• TEXTE FOURNI:
----
L'amour se distingue du désir, considéré comme la relation-limite qui s'établit de tout organisme à l'objet qui le satisfait. Car sa visée n'est pas de satisfaction, mais d'être. C'est pourquoi on ne peut parler d'amour que là où la relation symbolique existe comme telle.

Apprenez à distinguer maintenant l'amour comme passion imaginaire, du don actif qu'il constitue sur le plan symbolique. L'amour, l'amour de celui qui désire être aimé, est essentiellement une tentative de capturer l'autre dans soi-même, dans soi-même comme objet. La première fois que j'ai parlé longuement de l'amour narcissique, c'était, souvenez-vous-en, dans le prolongement même de la dialectique de la perversion.

Le désir d'être aimé, c'est le désir que l'objet aimant soit pris comme tel, englué, asservi dans la particularité absolue de soi-même comme objet. Celui qui aspire à être aimé se satisfait fort peu, c'est bien connu, d'être aimé pour son bien. Son exigence est d'être aimé aussi loin que peut aller la complète subversion du sujet dans une particularité, et dans ce que cette particularité peut avoir de plus opaque, de plus impensable. On veut être aimé pour tout – pas seulement pour son moi, comme le dit Descartes, mais pour la couleur de ses cheveux, pour ses manies, pour ses faiblesses, pour tout.
----
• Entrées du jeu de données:

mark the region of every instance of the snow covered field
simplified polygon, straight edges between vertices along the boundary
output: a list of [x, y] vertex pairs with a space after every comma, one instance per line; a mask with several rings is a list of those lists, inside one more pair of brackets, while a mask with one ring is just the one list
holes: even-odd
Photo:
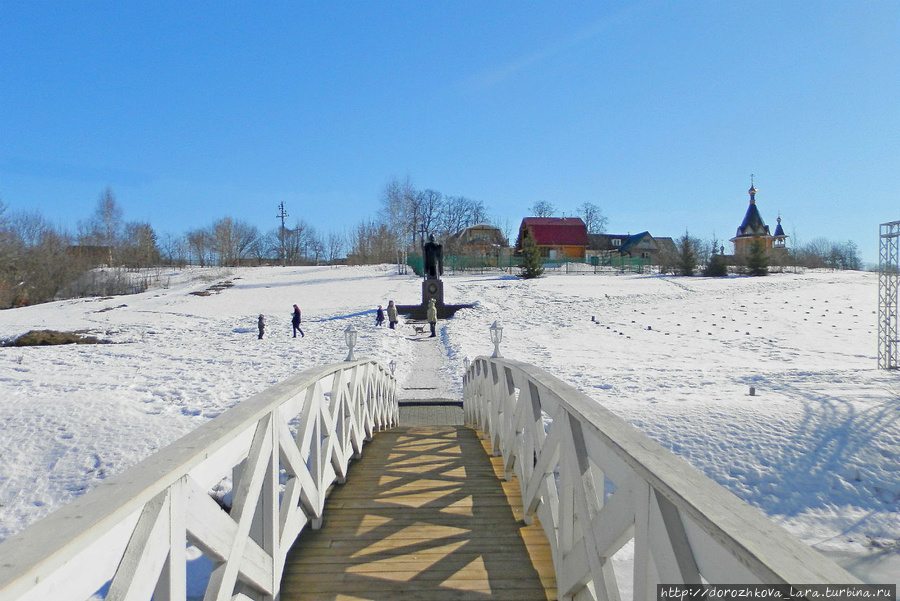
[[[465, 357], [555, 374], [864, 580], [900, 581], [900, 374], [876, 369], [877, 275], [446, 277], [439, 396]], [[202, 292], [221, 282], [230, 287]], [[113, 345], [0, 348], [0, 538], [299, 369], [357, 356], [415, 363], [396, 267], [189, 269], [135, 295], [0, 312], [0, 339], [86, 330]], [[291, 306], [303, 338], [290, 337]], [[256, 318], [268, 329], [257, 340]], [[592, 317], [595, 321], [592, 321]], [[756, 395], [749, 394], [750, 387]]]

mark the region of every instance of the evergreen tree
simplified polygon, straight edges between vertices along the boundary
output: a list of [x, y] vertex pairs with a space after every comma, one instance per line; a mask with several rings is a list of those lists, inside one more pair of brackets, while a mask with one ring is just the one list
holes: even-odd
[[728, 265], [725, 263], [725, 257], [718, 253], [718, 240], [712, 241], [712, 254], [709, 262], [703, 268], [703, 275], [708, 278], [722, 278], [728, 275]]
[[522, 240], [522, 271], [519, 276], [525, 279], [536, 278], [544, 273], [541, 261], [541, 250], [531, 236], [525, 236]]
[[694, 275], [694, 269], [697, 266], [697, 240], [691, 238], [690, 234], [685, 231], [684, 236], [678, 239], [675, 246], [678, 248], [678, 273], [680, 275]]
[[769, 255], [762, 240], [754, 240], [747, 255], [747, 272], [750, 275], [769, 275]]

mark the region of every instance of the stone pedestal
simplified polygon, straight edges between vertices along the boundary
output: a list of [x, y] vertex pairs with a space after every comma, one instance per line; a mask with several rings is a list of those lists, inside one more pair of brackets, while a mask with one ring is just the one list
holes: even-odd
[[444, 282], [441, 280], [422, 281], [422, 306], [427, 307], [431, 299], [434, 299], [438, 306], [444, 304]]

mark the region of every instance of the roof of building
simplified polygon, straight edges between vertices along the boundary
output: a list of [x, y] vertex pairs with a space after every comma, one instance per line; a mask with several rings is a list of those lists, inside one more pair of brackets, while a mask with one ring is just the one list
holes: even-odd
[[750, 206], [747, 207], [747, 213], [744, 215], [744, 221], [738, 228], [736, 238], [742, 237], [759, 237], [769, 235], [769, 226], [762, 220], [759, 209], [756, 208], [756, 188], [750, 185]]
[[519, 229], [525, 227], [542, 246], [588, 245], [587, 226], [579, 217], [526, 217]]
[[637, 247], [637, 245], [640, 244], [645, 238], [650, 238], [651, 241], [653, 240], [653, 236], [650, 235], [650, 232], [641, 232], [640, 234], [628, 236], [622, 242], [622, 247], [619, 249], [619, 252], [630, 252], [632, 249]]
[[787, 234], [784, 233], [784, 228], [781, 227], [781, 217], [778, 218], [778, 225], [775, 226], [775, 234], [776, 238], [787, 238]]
----
• CONSIGNE:
Recopiez en entier le texte sur l'amour et le désir, sans en modifier un seul mot.

• RÉSULTAT DE L'EXERCICE:
L'amour se distingue du désir, considéré comme la relation-limite qui s'établit de tout organisme à l'objet qui le satisfait. Car sa visée n'est pas de satisfaction, mais d'être. C'est pourquoi on ne peut parler d'amour que là où la relation symbolique existe comme telle.

Apprenez à distinguer maintenant l'amour comme passion imaginaire, du don actif qu'il constitue sur le plan symbolique. L'amour, l'amour de celui qui désire être aimé, est essentiellement une tentative de capturer l'autre dans soi-même, dans soi-même comme objet. La première fois que j'ai parlé longuement de l'amour narcissique, c'était, souvenez-vous-en, dans le prolongement même de la dialectique de la perversion.

Le désir d'être aimé, c'est le désir que l'objet aimant soit pris comme tel, englué, asservi dans la particularité absolue de soi-même comme objet. Celui qui aspire à être aimé se satisfait fort peu, c'est bien connu, d'être aimé pour son bien. Son exigence est d'être aimé aussi loin que peut aller la complète subversion du sujet dans une particularité, et dans ce que cette particularité peut avoir de plus opaque, de plus impensable. On veut être aimé pour tout – pas seulement pour son moi, comme le dit Descartes, mais pour la couleur de ses cheveux, pour ses manies, pour ses faiblesses, pour tout.